═══ Fragmento de texto

Estos detectives, que comienzan (con Poe) en el siglo xix, con un Auguste Dupin  elegante y con ganas de matar el tiempo, que resuelve el caso de un gorila asesino, empiezan a expandirse por la novela negra dando testimonio de lo bajo, que no sólo corresponde a lo lumpen sino también a lo alto. Y eso bajo (lo underground), que tiene que ver con todas las modalidades criminales, se cría en las ciudades industriales y en los puertos, entre los que sobreviven en las callejuelas y los que habitan los mayores lujos, que son un buen espacio para que el pecado engorde. Y ahí está el detective de novela (y el que no), enterándose de asesinatos y gente escondida, asuntos de sexo en el que se incluyen hasta zoofilias, tráfico de drogas locales y traídas del oriente, presencia de esclavos trabajando en restaurantes chinos o de la India, contrabando desmesurado de bienes y de gente, negocios que funcionan y no existen, en fin, en esa pradera de lo bajo, el detective-lobo-gato, está en lo suyo, lo que incluye no creer en la verdad ni en la justicia, porque para él el mundo no es un compuesto de palabras ni de legalidades sino algo que se mueve cuando lo chuzan, que aprovecha más lo malo que lo bueno, que sube y se cae como las acciones en la bolsa (que más que un asunto matemático es cosa de rumores y mentiras). Y en ese espacio de burbujas que explotan en el aire y de aguas turbias que entran y salen por todos los resquicios, el detective de novela enfrenta las desmesuras de la vida triste: la codicia, la envidia y el rencor. Y no es un pesimista sino un cínico que, mentalmente sigue a Diógenes: hace parte del clan de los perros callejeros, que duermen al sol y al agua y, cuando se levantan, se limpian las legañas y salen por ahí para ver qué hay de comer que no haga mucho daño. Y como tienen uno que otro diente flojo, no muerden lo que es muy duro. Son inteligentes.

══════
═══ Datos proporcionados

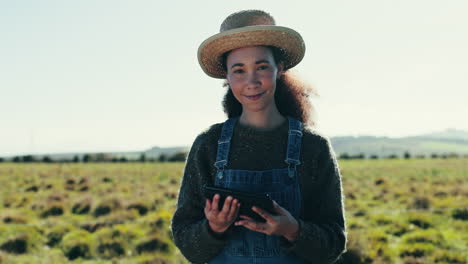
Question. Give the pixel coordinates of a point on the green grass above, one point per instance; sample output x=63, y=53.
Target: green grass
x=397, y=211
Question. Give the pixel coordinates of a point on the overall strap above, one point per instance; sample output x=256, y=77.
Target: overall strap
x=294, y=145
x=224, y=143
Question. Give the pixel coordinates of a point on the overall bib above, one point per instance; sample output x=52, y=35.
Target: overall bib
x=282, y=185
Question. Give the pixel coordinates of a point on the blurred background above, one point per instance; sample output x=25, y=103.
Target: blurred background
x=101, y=101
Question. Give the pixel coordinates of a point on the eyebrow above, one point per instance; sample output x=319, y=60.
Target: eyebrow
x=257, y=62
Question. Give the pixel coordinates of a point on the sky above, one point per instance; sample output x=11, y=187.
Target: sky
x=108, y=75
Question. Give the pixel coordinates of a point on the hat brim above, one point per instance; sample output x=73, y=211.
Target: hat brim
x=212, y=49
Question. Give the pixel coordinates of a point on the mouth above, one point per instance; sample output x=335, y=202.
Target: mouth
x=255, y=97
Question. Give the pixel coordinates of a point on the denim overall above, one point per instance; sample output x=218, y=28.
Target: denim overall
x=244, y=245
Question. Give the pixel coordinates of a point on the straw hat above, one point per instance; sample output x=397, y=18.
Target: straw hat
x=249, y=28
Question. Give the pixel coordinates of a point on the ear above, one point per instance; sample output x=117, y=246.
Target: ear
x=280, y=67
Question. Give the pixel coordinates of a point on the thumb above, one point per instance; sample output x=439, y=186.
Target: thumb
x=279, y=209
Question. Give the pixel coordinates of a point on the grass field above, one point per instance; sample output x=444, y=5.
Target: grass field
x=398, y=211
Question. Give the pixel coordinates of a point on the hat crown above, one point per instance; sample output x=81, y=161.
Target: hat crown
x=247, y=18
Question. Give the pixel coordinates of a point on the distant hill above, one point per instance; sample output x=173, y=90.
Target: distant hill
x=445, y=142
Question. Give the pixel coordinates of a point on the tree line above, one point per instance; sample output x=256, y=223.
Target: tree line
x=406, y=155
x=98, y=157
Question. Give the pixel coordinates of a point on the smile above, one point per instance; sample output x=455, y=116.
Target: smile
x=255, y=97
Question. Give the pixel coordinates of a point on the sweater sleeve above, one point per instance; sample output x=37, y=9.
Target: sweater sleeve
x=322, y=239
x=190, y=229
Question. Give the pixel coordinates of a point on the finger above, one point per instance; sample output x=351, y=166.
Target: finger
x=252, y=225
x=226, y=206
x=247, y=217
x=215, y=203
x=262, y=213
x=279, y=209
x=234, y=209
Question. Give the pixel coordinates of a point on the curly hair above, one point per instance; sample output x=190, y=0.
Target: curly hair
x=292, y=97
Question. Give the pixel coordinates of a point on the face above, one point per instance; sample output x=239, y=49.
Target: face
x=252, y=73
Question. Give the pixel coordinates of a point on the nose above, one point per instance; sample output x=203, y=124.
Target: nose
x=253, y=81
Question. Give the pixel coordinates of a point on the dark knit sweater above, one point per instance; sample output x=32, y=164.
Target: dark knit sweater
x=322, y=236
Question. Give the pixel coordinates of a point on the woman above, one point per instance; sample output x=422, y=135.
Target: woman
x=267, y=110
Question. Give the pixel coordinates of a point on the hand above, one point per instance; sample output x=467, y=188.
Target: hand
x=283, y=224
x=220, y=221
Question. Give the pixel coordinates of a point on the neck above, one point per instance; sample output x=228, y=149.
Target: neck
x=262, y=119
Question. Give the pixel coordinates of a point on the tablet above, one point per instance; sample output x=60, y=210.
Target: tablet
x=247, y=200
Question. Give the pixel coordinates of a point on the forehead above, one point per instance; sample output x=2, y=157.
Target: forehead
x=252, y=53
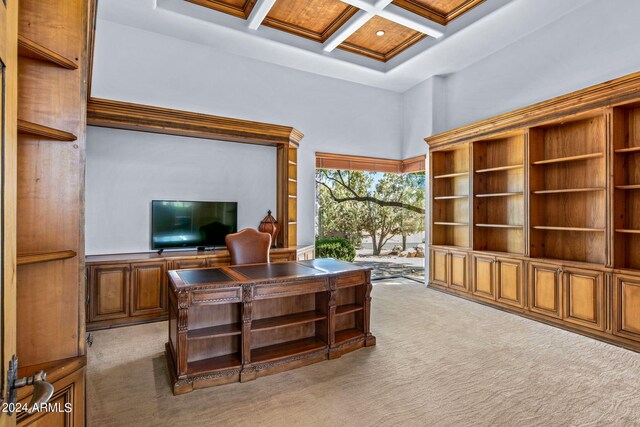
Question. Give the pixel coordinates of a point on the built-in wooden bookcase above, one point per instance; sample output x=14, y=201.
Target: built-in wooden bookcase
x=498, y=189
x=568, y=182
x=626, y=170
x=450, y=196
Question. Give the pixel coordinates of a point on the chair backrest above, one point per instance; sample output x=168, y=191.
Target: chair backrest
x=248, y=246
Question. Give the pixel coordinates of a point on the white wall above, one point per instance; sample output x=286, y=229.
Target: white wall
x=595, y=43
x=126, y=170
x=149, y=68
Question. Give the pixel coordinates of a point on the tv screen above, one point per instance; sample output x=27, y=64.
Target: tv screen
x=183, y=224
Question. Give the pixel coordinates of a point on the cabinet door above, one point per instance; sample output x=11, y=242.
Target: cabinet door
x=179, y=264
x=545, y=294
x=439, y=267
x=626, y=306
x=458, y=271
x=108, y=289
x=483, y=277
x=583, y=297
x=509, y=279
x=148, y=288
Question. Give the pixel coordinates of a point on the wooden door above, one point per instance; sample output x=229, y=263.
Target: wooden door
x=583, y=297
x=509, y=279
x=439, y=267
x=545, y=293
x=8, y=154
x=108, y=292
x=148, y=288
x=626, y=306
x=482, y=278
x=458, y=271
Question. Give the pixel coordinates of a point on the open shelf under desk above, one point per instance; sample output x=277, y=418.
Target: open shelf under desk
x=570, y=190
x=569, y=159
x=627, y=231
x=451, y=175
x=286, y=349
x=30, y=128
x=34, y=258
x=516, y=193
x=214, y=331
x=29, y=49
x=628, y=150
x=510, y=226
x=554, y=228
x=464, y=196
x=227, y=361
x=348, y=334
x=288, y=320
x=500, y=168
x=348, y=308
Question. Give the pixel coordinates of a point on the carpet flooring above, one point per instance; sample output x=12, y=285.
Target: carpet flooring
x=439, y=361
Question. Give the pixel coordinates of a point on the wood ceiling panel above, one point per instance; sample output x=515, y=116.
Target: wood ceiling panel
x=313, y=19
x=440, y=11
x=396, y=38
x=239, y=8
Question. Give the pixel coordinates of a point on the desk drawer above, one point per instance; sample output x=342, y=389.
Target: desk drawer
x=216, y=296
x=277, y=290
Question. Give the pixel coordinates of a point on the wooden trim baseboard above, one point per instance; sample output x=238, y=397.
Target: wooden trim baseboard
x=613, y=92
x=145, y=118
x=369, y=164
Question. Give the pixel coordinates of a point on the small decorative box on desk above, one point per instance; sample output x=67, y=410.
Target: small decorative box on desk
x=237, y=323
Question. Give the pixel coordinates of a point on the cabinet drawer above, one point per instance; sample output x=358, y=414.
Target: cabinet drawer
x=216, y=296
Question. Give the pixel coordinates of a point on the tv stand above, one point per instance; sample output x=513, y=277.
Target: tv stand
x=131, y=288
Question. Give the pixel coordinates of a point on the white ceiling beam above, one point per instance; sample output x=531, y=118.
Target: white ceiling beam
x=410, y=20
x=259, y=12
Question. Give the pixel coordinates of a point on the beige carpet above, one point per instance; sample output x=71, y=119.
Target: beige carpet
x=439, y=361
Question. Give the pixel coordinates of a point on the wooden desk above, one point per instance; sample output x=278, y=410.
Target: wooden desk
x=231, y=324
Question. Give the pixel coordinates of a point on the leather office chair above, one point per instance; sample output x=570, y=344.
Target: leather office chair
x=248, y=246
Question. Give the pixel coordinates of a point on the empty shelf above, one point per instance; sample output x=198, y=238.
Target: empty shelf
x=628, y=150
x=34, y=258
x=545, y=227
x=569, y=190
x=569, y=159
x=451, y=175
x=500, y=168
x=500, y=194
x=348, y=308
x=227, y=361
x=348, y=334
x=450, y=197
x=627, y=231
x=499, y=226
x=26, y=127
x=288, y=320
x=214, y=331
x=30, y=49
x=286, y=349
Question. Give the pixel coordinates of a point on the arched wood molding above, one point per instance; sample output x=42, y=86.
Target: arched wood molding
x=145, y=118
x=369, y=164
x=606, y=94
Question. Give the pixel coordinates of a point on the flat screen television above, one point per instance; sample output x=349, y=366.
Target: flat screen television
x=185, y=224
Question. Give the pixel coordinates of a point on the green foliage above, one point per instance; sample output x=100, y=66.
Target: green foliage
x=336, y=247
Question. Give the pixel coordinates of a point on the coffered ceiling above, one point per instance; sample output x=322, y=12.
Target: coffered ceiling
x=378, y=29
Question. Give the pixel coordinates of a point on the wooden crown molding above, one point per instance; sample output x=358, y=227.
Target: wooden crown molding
x=610, y=93
x=369, y=164
x=146, y=118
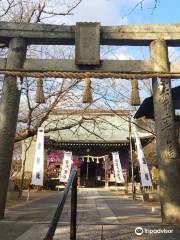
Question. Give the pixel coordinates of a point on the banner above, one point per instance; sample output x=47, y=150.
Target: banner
x=117, y=168
x=38, y=167
x=144, y=171
x=66, y=167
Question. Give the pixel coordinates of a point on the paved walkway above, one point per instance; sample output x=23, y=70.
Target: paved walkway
x=101, y=215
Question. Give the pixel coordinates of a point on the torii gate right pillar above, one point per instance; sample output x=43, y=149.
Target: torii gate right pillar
x=166, y=137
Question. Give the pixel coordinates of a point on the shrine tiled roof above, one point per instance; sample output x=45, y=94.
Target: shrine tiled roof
x=90, y=125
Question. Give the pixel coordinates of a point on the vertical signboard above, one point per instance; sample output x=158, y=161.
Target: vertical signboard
x=117, y=168
x=66, y=167
x=38, y=167
x=144, y=171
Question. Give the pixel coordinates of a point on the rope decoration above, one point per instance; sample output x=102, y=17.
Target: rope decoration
x=83, y=75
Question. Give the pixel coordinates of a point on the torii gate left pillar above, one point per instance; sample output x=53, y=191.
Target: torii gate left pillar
x=9, y=107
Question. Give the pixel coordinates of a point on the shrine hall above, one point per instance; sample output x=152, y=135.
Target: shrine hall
x=91, y=136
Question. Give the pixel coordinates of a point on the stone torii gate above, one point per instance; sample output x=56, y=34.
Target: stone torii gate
x=87, y=38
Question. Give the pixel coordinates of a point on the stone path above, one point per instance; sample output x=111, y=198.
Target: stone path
x=102, y=215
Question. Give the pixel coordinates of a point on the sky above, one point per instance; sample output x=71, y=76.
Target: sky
x=117, y=12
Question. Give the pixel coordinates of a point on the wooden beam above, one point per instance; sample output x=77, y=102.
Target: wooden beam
x=70, y=66
x=132, y=35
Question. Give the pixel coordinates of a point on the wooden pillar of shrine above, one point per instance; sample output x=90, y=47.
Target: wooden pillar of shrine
x=9, y=107
x=167, y=142
x=106, y=167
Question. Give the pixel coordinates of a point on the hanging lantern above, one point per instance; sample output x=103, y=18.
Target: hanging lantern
x=87, y=93
x=39, y=92
x=135, y=99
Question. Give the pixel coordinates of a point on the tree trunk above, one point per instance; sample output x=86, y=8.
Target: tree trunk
x=9, y=107
x=167, y=142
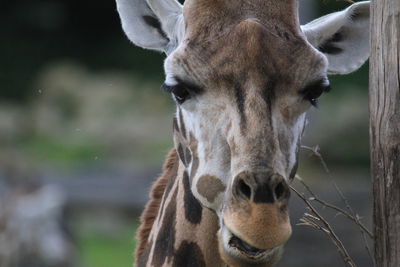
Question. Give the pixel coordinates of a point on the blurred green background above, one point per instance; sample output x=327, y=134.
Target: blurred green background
x=78, y=101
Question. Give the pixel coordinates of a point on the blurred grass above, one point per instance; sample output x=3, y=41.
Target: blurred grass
x=62, y=154
x=105, y=250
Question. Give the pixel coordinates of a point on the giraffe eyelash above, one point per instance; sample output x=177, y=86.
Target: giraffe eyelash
x=313, y=91
x=181, y=91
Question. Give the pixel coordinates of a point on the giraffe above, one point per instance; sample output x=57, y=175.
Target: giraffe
x=243, y=73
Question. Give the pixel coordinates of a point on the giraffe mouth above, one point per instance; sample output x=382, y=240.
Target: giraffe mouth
x=245, y=248
x=238, y=248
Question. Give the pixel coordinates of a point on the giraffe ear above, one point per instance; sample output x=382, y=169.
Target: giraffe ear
x=343, y=37
x=152, y=24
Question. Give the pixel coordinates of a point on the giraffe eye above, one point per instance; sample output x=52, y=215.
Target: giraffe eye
x=314, y=90
x=179, y=92
x=182, y=90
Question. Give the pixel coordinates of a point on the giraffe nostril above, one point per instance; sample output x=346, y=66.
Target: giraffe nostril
x=279, y=190
x=244, y=189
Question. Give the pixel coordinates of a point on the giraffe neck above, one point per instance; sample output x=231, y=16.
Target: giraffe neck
x=183, y=233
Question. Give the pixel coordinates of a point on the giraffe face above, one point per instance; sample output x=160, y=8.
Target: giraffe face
x=241, y=101
x=243, y=74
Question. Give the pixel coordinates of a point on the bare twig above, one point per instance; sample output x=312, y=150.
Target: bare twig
x=352, y=215
x=341, y=211
x=327, y=229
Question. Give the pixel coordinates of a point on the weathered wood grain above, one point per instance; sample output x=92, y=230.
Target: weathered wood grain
x=385, y=129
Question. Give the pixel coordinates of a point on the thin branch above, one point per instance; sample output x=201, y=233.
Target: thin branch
x=316, y=152
x=328, y=231
x=341, y=211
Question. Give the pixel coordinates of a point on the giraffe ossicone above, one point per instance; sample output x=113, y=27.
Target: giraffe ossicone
x=243, y=74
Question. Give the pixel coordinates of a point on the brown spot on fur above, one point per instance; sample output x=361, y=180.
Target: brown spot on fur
x=156, y=194
x=166, y=236
x=188, y=156
x=210, y=187
x=189, y=254
x=195, y=157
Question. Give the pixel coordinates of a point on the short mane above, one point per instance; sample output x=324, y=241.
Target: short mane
x=156, y=194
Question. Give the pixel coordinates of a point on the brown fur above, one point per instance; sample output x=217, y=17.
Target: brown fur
x=156, y=195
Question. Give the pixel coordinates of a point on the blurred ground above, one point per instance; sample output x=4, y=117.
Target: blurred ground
x=80, y=110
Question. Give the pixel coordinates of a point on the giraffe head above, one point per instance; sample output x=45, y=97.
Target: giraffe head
x=243, y=74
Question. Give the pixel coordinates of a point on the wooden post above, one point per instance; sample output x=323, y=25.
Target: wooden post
x=384, y=105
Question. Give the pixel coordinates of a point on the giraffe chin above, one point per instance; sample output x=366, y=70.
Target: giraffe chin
x=237, y=252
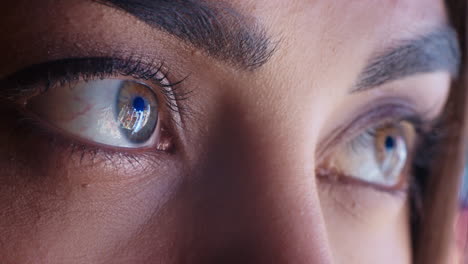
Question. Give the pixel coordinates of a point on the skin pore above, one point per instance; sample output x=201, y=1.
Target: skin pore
x=238, y=174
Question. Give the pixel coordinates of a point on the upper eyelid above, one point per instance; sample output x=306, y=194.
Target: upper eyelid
x=386, y=111
x=25, y=82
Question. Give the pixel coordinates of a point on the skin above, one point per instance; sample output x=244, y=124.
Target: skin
x=239, y=185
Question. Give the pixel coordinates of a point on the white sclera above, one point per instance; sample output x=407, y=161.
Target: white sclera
x=86, y=110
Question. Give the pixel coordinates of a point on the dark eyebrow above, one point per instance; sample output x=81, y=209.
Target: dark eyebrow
x=216, y=28
x=436, y=51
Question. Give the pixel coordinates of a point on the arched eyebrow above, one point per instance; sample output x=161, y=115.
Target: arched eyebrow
x=217, y=29
x=434, y=52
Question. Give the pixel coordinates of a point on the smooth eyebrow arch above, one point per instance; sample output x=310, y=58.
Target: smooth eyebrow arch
x=437, y=51
x=216, y=28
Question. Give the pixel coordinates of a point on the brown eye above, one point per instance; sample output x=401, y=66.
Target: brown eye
x=116, y=113
x=377, y=156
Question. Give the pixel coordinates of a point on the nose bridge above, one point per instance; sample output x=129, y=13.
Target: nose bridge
x=262, y=189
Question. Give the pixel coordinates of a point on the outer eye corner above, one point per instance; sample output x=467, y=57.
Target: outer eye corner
x=110, y=112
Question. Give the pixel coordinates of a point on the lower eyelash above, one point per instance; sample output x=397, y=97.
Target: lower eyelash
x=25, y=83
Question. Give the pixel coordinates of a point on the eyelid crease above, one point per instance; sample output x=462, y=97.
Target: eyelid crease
x=24, y=83
x=382, y=114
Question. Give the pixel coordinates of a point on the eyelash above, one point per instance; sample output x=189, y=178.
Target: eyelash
x=38, y=79
x=67, y=71
x=424, y=151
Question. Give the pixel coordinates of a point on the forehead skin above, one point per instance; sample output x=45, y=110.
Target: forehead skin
x=249, y=194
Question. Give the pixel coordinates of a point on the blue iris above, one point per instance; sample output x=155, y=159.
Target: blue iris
x=389, y=143
x=139, y=104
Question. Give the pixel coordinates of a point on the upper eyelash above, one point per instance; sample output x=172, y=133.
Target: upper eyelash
x=24, y=83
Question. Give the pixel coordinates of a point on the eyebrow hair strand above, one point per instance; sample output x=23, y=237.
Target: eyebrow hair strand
x=221, y=31
x=436, y=51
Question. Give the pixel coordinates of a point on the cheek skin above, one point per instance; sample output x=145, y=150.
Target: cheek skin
x=244, y=190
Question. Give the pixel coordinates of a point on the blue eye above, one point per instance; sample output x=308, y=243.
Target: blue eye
x=117, y=113
x=136, y=112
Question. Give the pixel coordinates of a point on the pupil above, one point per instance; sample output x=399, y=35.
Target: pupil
x=389, y=143
x=139, y=104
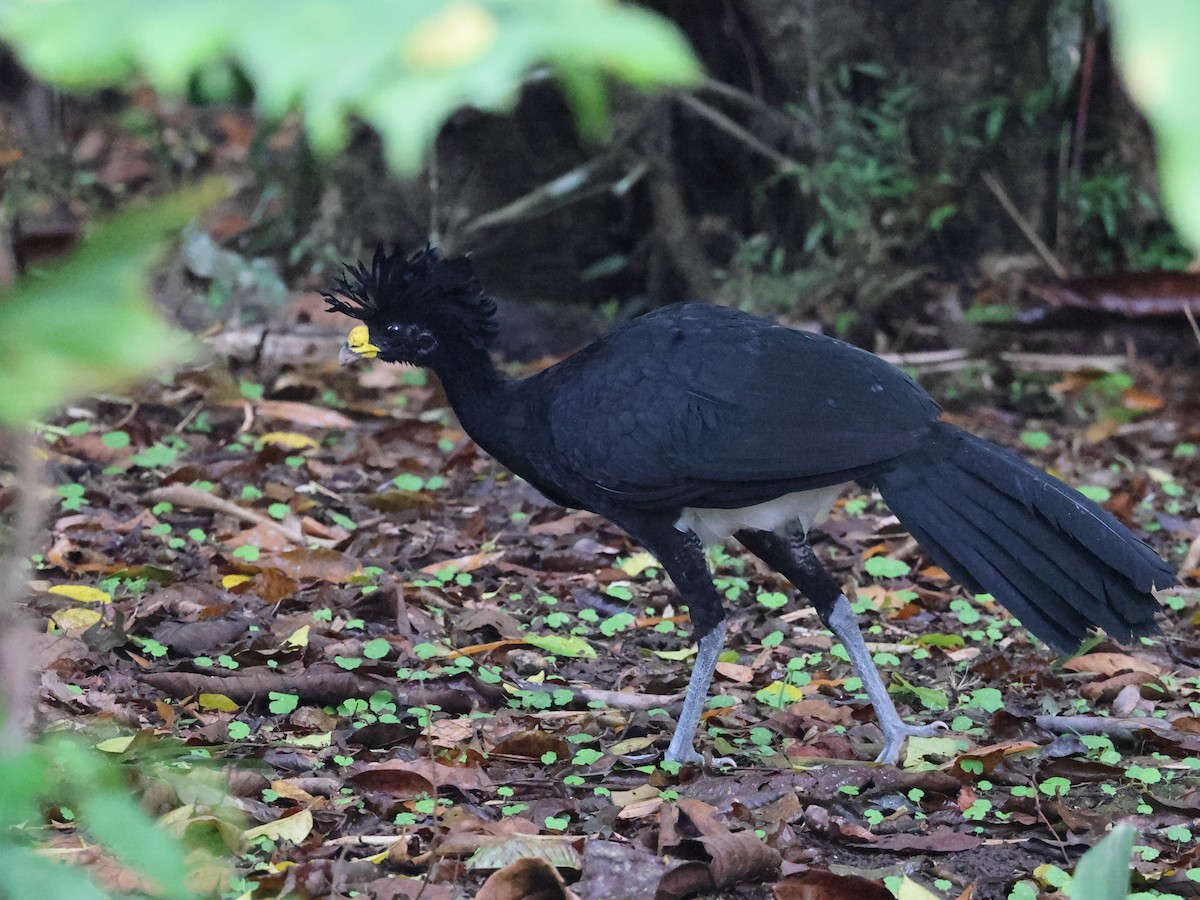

══════

Consigna → Copia íntegro y sin ningún cambio el texto sobre los detectives de la novela negra. Los registros no intervienen en esto.

Respuesta →
Estos detectives, que comienzan (con Poe) en el siglo xix, con un Auguste Dupin  elegante y con ganas de matar el tiempo, que resuelve el caso de un gorila asesino, empiezan a expandirse por la novela negra dando testimonio de lo bajo, que no sólo corresponde a lo lumpen sino también a lo alto. Y eso bajo (lo underground), que tiene que ver con todas las modalidades criminales, se cría en las ciudades industriales y en los puertos, entre los que sobreviven en las callejuelas y los que habitan los mayores lujos, que son un buen espacio para que el pecado engorde. Y ahí está el detective de novela (y el que no), enterándose de asesinatos y gente escondida, asuntos de sexo en el que se incluyen hasta zoofilias, tráfico de drogas locales y traídas del oriente, presencia de esclavos trabajando en restaurantes chinos o de la India, contrabando desmesurado de bienes y de gente, negocios que funcionan y no existen, en fin, en esa pradera de lo bajo, el detective-lobo-gato, está en lo suyo, lo que incluye no creer en la verdad ni en la justicia, porque para él el mundo no es un compuesto de palabras ni de legalidades sino algo que se mueve cuando lo chuzan, que aprovecha más lo malo que lo bueno, que sube y se cae como las acciones en la bolsa (que más que un asunto matemático es cosa de rumores y mentiras). Y en ese espacio de burbujas que explotan en el aire y de aguas turbias que entran y salen por todos los resquicios, el detective de novela enfrenta las desmesuras de la vida triste: la codicia, la envidia y el rencor. Y no es un pesimista sino un cínico que, mentalmente sigue a Diógenes: hace parte del clan de los perros callejeros, que duermen al sol y al agua y, cuando se levantan, se limpian las legañas y salen por ahí para ver qué hay de comer que no haga mucho daño. Y como tienen uno que otro diente flojo, no muerden lo que es muy duro. Son inteligentes.